:: Exercise aim ::
Reproduce every one of the records below word for word, leaving out the pictures.

::::

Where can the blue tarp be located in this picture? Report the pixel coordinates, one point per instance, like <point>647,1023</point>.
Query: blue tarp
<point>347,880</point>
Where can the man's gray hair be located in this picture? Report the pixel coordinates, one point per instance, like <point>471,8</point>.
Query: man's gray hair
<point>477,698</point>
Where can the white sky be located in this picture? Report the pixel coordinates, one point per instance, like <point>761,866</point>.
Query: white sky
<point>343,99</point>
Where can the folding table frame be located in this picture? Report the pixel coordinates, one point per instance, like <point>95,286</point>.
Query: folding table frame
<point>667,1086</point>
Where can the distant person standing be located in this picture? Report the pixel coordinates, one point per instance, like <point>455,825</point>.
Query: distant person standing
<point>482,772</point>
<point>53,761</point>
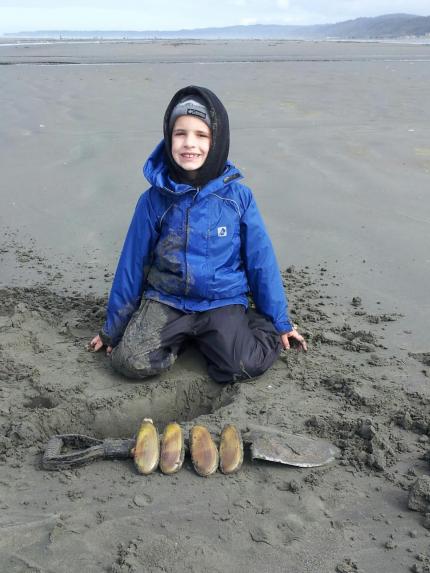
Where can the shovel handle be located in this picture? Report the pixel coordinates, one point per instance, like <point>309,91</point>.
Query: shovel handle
<point>86,450</point>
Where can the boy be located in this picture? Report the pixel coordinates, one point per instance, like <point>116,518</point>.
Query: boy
<point>195,247</point>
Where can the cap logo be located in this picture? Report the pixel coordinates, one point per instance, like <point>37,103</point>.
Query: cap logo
<point>196,112</point>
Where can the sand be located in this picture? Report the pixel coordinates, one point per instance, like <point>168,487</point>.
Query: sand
<point>333,139</point>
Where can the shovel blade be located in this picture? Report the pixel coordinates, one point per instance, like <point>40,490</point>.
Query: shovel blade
<point>290,449</point>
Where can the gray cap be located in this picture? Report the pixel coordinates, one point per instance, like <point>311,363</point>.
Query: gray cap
<point>190,105</point>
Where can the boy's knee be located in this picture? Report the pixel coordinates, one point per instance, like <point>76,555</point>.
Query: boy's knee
<point>140,365</point>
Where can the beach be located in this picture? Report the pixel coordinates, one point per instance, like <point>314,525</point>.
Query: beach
<point>333,139</point>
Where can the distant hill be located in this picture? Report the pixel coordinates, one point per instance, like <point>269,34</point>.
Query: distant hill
<point>379,27</point>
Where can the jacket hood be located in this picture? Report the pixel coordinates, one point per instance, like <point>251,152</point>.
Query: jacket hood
<point>220,141</point>
<point>156,172</point>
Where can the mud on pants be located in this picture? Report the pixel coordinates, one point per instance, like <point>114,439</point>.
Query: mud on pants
<point>238,344</point>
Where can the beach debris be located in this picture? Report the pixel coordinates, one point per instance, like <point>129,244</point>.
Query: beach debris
<point>419,495</point>
<point>146,451</point>
<point>172,450</point>
<point>204,453</point>
<point>292,449</point>
<point>264,442</point>
<point>230,450</point>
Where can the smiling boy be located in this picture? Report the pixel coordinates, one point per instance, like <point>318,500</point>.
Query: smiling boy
<point>195,248</point>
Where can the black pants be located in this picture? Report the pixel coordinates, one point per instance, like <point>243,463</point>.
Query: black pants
<point>236,343</point>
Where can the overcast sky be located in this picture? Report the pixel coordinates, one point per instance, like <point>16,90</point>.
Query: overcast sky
<point>22,15</point>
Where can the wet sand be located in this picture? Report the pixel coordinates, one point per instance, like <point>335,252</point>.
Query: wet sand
<point>333,139</point>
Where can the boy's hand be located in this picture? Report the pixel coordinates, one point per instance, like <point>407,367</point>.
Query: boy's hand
<point>96,344</point>
<point>296,336</point>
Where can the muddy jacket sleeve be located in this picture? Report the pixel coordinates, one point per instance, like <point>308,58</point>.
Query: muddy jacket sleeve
<point>132,269</point>
<point>262,269</point>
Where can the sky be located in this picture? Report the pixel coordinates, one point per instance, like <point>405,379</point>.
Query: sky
<point>30,15</point>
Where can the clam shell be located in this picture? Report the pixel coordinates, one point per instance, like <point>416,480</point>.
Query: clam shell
<point>204,453</point>
<point>147,448</point>
<point>172,449</point>
<point>230,450</point>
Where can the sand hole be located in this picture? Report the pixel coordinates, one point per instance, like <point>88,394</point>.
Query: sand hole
<point>120,416</point>
<point>181,402</point>
<point>40,402</point>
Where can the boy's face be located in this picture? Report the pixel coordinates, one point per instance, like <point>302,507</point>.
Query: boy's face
<point>191,141</point>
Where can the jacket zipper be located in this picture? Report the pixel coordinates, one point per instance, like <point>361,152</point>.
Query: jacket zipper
<point>186,243</point>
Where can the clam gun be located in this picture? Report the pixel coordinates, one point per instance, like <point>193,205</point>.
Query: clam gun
<point>208,451</point>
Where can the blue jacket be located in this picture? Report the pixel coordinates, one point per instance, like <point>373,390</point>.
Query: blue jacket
<point>195,249</point>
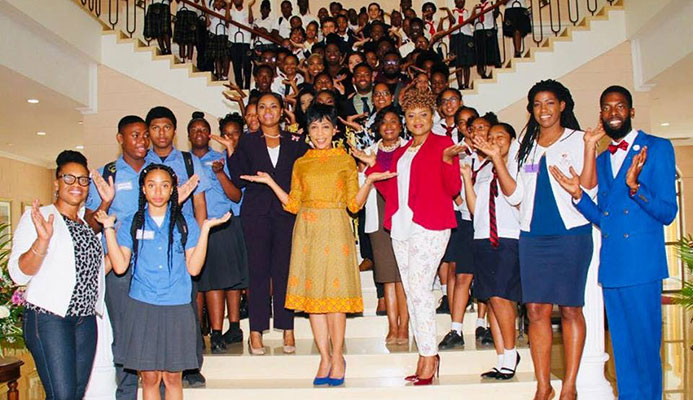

::::

:: Solution ::
Where can the blue tarp be located in this picture? Report the pixel coordinates, one point per instance, like <point>647,1023</point>.
Query: blue tarp
<point>347,880</point>
Where can the man's gray hair be located in this picture? Report the pixel coordinates, one point per instance, like <point>471,8</point>.
Query: man's gray hair
<point>477,698</point>
Where can the white sky be located in this picture? Report the pixel coordinates, one point per instance, like <point>761,866</point>.
Query: white sky
<point>343,99</point>
Where can the folding table frame be located in this picture? Report the pixel coordinates, one point per instance, like <point>95,286</point>.
Query: folding table frame
<point>667,1086</point>
Where can the distant person standing be located in this picture? Report the pixel coordinates, one point per instance, like <point>455,825</point>.
Query: distant person standing
<point>482,772</point>
<point>53,761</point>
Where can the shovel handle be located in this picture? Report the pixel coordinates, one point per instance, like <point>309,91</point>.
Query: shovel handle
<point>86,450</point>
Where can the boy be located in this picture? Report the pixel coordinates, one point per instance, like <point>116,518</point>.
Query: boy
<point>195,247</point>
Where can the cap logo be located in this picture? Report the pixel coordinates, one point per instance, like <point>37,103</point>.
Query: cap logo
<point>196,112</point>
Where can the sand be located in this picture? Report the pixel coordinates, one point per instance, like <point>168,487</point>.
Query: sand
<point>333,139</point>
Where can the shovel blade be located in this picture? Report the pixel coordinates, one point per instance, like <point>40,490</point>.
Query: shovel blade
<point>290,449</point>
Where can the gray cap be located in this picture? Report the pixel coordinates, one point per instance, like <point>311,363</point>.
Query: gray cap
<point>190,105</point>
Where can the boy's knee be located in this picture? Report the pixel coordinates, one point per instance, like <point>76,555</point>.
Query: boy's knee
<point>140,365</point>
Where can the beach be located in this picture? Report the pixel coordinates, one point per instance, like <point>314,525</point>.
Query: beach
<point>333,139</point>
Where can the distant hill be located in this picture? Report the pixel coordinates, one point per instance, like <point>269,34</point>.
Query: distant hill
<point>379,27</point>
Where can the jacket hood be located in this picture? Report the pixel coordinates, one point per instance, like <point>251,152</point>.
Query: jacket hood
<point>220,141</point>
<point>156,172</point>
Where can the mud on pants be located in this picture? Report the pixel coordinates, one point per instance, like <point>114,439</point>.
Query: mud on pants
<point>238,344</point>
Where can the beach debris be located in this picture? Report the pixel coordinates, one point per instance, like <point>129,244</point>.
Query: beach debris
<point>419,495</point>
<point>146,451</point>
<point>172,450</point>
<point>204,453</point>
<point>292,449</point>
<point>264,442</point>
<point>230,450</point>
Where can the smiling boy be located in this picture? Report the pixel coordinates, one point per instance, like <point>318,500</point>.
Query: smiling boy
<point>195,248</point>
Where can the black pants be located in this picture? Report the pixel coordinates, one point per instance, like <point>243,463</point>.
Query: black pants
<point>236,343</point>
Where can the overcast sky be located in this picture? Report the pixel coordinates, one point per instance, like <point>16,90</point>.
Query: overcast sky
<point>22,15</point>
Where can the wet sand be located in this picture? Report the pixel coordinates, one point per instance, like <point>335,252</point>.
Query: wet sand
<point>333,139</point>
Where can the boy's hand be located in this picture? Report the pixel coordinates, one point per instance, like <point>407,367</point>.
Query: boy's hand
<point>96,344</point>
<point>296,336</point>
Where can the muddy jacket sleeve be located in this picture? Report the pixel coordinates, one point per instance, like <point>308,58</point>.
Query: muddy jacket sleeve
<point>132,269</point>
<point>262,269</point>
Where can the sky be located in this picture? Report the pixel coordinates, one point per instance, like <point>405,379</point>.
Query: sky
<point>30,15</point>
Where can the clam shell be located in this picture? Report the pixel coordinates, one point per instance, like <point>416,480</point>.
Query: clam shell
<point>204,453</point>
<point>147,448</point>
<point>172,449</point>
<point>230,450</point>
Where can the sand hole be located in this picture? Report the pixel coordinates, one point per instance, like <point>88,394</point>.
Query: sand hole
<point>120,416</point>
<point>181,402</point>
<point>40,402</point>
Where can the boy's face be located in this picture? Report the pixel coordinates, one point per instance, like <point>302,507</point>.
Query: boy's face
<point>191,141</point>
Where can the jacket zipper be located in this picture? Report the pixel coordinates, one point per instance, like <point>361,152</point>.
Query: jacket zipper
<point>186,243</point>
Where can the clam gun be located in this picture? Report the pixel coordinates, one point per instance, like <point>193,205</point>.
Query: clam gun
<point>208,451</point>
Where can the blue jacket be located in this picture? Report the pixel coordinates, one point per instance, like <point>373,390</point>.
Query: blue jacket
<point>195,249</point>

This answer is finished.